(Dataset entries)

◆ ◆ ◆

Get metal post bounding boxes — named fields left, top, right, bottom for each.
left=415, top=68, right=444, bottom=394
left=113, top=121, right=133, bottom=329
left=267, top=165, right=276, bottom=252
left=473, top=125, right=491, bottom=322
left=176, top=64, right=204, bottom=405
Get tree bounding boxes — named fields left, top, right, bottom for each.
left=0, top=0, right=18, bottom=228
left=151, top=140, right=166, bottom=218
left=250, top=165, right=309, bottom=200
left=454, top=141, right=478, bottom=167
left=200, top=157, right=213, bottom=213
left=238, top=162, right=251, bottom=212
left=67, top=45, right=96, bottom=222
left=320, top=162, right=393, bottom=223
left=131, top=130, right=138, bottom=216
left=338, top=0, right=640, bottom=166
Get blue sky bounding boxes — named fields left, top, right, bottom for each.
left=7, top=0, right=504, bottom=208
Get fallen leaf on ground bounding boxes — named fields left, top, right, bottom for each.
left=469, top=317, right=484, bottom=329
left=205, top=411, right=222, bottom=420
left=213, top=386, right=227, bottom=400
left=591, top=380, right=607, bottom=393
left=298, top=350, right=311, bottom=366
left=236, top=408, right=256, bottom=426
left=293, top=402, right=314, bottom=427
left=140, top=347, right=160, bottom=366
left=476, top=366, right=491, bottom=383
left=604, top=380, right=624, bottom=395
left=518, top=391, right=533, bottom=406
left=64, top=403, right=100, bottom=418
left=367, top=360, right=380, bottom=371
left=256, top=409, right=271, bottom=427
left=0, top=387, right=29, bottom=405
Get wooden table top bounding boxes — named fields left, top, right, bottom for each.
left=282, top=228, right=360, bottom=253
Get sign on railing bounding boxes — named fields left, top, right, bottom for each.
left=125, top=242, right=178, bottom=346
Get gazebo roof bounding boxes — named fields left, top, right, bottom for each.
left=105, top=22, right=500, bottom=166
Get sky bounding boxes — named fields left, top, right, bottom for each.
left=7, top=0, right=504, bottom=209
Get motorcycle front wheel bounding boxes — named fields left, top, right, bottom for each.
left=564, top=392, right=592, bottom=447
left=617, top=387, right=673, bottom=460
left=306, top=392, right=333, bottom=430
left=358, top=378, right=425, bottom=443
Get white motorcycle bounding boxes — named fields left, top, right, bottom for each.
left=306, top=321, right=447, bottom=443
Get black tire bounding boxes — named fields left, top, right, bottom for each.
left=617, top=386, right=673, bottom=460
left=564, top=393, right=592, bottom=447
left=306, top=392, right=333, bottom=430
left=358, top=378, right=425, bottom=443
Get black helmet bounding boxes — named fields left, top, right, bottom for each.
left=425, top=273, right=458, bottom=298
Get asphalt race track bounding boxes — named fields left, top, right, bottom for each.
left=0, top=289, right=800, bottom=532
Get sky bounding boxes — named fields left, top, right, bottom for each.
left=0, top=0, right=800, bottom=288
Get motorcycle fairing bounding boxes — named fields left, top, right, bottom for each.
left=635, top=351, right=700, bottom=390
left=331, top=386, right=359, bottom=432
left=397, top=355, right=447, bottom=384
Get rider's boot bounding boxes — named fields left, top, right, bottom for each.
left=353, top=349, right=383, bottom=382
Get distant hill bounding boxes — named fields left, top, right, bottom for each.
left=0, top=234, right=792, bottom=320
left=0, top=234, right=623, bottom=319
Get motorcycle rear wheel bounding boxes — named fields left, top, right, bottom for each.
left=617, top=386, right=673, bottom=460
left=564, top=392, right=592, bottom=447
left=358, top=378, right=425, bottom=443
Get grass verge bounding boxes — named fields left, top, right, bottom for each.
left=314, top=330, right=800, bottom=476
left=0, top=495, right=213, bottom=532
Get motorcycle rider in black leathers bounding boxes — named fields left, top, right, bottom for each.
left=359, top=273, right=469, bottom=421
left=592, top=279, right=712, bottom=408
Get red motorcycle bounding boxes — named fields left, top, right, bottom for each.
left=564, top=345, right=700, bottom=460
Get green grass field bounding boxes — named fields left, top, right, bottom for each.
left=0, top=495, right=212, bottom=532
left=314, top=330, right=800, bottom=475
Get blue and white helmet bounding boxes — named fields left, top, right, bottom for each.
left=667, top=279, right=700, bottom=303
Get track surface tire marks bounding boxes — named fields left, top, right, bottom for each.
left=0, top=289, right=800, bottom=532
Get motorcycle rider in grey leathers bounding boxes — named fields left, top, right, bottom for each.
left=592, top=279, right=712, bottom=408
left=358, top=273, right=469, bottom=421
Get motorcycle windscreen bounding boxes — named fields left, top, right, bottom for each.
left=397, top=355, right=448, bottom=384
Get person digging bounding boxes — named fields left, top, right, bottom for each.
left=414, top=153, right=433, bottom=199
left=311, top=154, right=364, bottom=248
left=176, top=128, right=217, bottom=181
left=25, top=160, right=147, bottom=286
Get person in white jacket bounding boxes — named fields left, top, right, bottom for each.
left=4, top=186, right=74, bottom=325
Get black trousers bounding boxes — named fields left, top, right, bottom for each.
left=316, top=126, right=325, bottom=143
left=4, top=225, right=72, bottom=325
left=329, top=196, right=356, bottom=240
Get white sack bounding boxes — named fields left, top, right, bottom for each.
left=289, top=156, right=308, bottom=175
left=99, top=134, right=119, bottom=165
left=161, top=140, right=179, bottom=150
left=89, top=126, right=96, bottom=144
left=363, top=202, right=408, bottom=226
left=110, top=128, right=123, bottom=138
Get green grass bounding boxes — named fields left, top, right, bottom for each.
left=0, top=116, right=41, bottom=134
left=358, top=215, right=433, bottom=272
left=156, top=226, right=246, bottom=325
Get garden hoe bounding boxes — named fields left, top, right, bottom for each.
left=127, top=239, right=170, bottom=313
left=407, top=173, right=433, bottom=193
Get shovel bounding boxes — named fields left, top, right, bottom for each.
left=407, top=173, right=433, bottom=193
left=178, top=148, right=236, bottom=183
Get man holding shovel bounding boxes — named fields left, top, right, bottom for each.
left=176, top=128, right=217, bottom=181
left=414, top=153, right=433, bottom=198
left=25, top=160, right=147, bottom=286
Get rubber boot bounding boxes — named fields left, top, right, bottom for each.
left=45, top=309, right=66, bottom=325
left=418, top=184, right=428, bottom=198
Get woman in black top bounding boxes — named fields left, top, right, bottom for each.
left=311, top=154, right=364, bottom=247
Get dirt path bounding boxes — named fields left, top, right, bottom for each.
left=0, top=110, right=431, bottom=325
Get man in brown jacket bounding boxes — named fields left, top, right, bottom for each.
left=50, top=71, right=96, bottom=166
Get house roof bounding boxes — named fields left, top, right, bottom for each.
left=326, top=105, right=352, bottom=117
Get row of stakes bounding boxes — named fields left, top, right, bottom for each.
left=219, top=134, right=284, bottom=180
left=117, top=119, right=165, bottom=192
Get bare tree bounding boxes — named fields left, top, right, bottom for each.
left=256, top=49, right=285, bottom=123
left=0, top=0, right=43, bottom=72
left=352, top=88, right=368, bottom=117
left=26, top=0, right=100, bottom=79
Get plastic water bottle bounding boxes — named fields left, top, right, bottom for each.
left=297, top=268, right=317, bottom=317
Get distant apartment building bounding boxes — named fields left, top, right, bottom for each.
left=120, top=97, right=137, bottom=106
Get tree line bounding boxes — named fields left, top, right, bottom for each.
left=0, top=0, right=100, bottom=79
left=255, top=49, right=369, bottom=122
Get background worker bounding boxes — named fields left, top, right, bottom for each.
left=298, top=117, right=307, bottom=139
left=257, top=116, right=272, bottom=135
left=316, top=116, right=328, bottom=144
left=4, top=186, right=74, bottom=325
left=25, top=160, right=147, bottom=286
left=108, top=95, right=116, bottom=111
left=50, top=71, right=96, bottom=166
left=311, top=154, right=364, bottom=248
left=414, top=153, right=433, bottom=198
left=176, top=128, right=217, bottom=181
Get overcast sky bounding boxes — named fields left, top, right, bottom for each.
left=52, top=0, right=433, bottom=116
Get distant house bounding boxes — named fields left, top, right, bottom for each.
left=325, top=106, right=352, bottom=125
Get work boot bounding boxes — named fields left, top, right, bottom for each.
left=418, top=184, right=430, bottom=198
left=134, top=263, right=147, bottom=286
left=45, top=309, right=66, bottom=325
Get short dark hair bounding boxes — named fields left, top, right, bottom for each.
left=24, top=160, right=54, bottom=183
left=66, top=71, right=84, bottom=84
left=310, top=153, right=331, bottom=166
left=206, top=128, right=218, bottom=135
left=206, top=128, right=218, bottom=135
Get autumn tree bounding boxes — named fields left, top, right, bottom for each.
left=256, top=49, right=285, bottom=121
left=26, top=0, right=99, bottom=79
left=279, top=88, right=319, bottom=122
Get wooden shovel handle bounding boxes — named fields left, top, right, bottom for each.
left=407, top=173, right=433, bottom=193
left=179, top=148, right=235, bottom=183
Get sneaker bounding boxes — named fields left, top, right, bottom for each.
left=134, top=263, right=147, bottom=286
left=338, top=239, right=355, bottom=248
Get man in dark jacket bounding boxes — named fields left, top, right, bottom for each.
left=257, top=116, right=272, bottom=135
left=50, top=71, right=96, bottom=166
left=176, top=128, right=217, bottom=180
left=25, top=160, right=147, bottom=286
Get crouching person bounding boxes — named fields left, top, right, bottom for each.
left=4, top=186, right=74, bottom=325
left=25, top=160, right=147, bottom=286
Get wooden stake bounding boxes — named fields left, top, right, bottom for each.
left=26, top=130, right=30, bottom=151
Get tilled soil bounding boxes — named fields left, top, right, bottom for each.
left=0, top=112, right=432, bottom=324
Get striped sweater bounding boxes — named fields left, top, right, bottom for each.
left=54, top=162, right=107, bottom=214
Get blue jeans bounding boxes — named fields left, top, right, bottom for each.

◆ ◆ ◆

§ WHAT TO DO
Select every line in the records above that contains the word "shovel", and copy each one.

§ ANSWER TO THIS EXERCISE
Get shovel bounding boxes — named fields left, top, right, bottom for each.
Get man holding shovel bounding boxes — named fields left, top, right, bottom for each.
Get wooden shovel handle bounding boxes — named fields left, top, right, bottom for each.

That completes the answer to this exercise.